■ **CHALLENGE**: Please turn the records below into a numbered list, one line per item, with any blank lines dropped.
= = =
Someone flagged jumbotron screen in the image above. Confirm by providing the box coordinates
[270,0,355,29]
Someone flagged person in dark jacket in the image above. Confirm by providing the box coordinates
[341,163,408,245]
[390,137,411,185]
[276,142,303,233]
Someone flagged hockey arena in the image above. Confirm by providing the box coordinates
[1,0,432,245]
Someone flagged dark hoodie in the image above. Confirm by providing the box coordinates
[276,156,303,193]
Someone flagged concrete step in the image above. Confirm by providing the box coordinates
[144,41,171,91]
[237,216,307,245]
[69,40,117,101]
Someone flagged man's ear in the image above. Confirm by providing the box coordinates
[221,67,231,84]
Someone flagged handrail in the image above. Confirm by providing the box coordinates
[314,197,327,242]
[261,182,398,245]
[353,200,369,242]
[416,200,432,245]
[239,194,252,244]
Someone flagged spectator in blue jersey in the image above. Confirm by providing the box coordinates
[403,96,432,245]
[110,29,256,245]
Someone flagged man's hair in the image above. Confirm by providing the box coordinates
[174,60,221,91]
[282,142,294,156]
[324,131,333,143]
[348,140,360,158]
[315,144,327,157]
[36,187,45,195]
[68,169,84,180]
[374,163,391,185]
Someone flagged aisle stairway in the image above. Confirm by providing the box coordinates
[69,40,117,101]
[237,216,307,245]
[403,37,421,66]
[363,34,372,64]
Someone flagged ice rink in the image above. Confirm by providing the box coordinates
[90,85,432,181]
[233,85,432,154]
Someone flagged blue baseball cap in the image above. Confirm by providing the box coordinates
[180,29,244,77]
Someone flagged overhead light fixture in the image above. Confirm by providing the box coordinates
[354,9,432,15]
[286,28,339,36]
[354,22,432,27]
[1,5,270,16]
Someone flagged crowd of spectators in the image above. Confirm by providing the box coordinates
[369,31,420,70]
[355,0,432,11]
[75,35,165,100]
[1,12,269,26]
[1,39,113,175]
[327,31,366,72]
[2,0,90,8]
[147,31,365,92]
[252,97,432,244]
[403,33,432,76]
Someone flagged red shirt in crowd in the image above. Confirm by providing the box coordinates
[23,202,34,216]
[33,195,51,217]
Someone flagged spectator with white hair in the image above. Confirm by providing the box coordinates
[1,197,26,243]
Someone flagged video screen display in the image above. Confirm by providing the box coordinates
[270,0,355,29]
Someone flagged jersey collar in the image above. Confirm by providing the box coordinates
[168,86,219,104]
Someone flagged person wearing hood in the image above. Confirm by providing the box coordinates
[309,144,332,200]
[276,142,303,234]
= = =
■ **OUTPUT FOR THIS EXERCISE**:
1. Someone flagged jumbotron screen in the image above. Confirm by providing the box coordinates
2. [270,0,355,29]
3. Someone flagged person in dark jacket in the image above. Confirm by providing the box coordinates
4. [341,163,408,245]
5. [390,137,411,185]
6. [276,142,303,233]
7. Someone flagged hockey arena in the image above. Confirm by providing the box coordinates
8. [1,0,432,245]
9. Someone flagged dark hoodie in the image above. Confirm by providing the box coordinates
10. [276,156,303,193]
11. Someone flagged concrete step in the image above. Confirm by providing the box coordinates
12. [144,41,171,91]
13. [237,216,307,245]
14. [69,40,117,101]
15. Someone flagged man's ear in the image above. Confirm by providing the box coordinates
16. [221,67,231,84]
17. Someone flagged handrail in the image above. Confirm by providing the box coordinates
18. [314,197,327,242]
19. [261,182,398,245]
20. [353,200,369,242]
21. [416,200,432,245]
22. [239,194,252,244]
23. Someone flagged spectator in blue jersey in the image above. Confirm by providing the box coordinates
24. [403,96,432,245]
25. [110,29,256,245]
26. Someone flagged man's hair in the image above. Confirm by providing the box coordinates
27. [174,60,221,91]
28. [282,142,294,156]
29. [324,131,333,143]
30. [348,140,360,158]
31. [315,144,327,157]
32. [36,187,45,195]
33. [68,169,84,180]
34. [374,163,391,185]
35. Someone flagged aisle stairway in the image above. Confirm by providing the box coordinates
36. [69,40,117,101]
37. [237,216,307,245]
38. [403,37,421,66]
39. [363,34,372,64]
40. Someone flagged ice rink in the image above. Confirm by providing the box coordinates
41. [90,85,432,181]
42. [233,85,432,154]
43. Someone flagged blue baseball cap in the image above. Confirm by providing the box coordinates
44. [180,29,244,77]
45. Someone flagged overhead light fixture in the image above. Confirm by providing the box coordinates
46. [354,9,432,15]
47. [286,28,339,36]
48. [354,22,432,27]
49. [1,5,270,16]
50. Someone flagged crowd of spectators in the image above. Confirm by providing the box coordinates
51. [369,31,420,70]
52. [355,0,432,11]
53. [75,35,165,100]
54. [1,12,269,26]
55. [1,39,113,175]
56. [327,31,366,72]
57. [2,0,90,8]
58. [147,31,365,92]
59. [252,97,432,244]
60. [403,33,432,76]
61. Someone flagged red shirt in crowd in the image above. Confirm by providing the box coordinates
62. [23,202,34,216]
63. [33,195,51,217]
64. Someone flagged spectator with white hair in the image above. Confirm by providing the box coordinates
65. [1,197,26,243]
66. Someone flagged video screen display in the image above. Confirm by providing the box coordinates
67. [270,0,355,29]
68. Someone flagged jersey collar in the image above. Confirm by providing the box coordinates
69. [168,86,219,104]
70. Someone flagged person wearing hood in the image above. Confirm by providing the box coordinates
71. [309,144,332,200]
72. [276,142,303,234]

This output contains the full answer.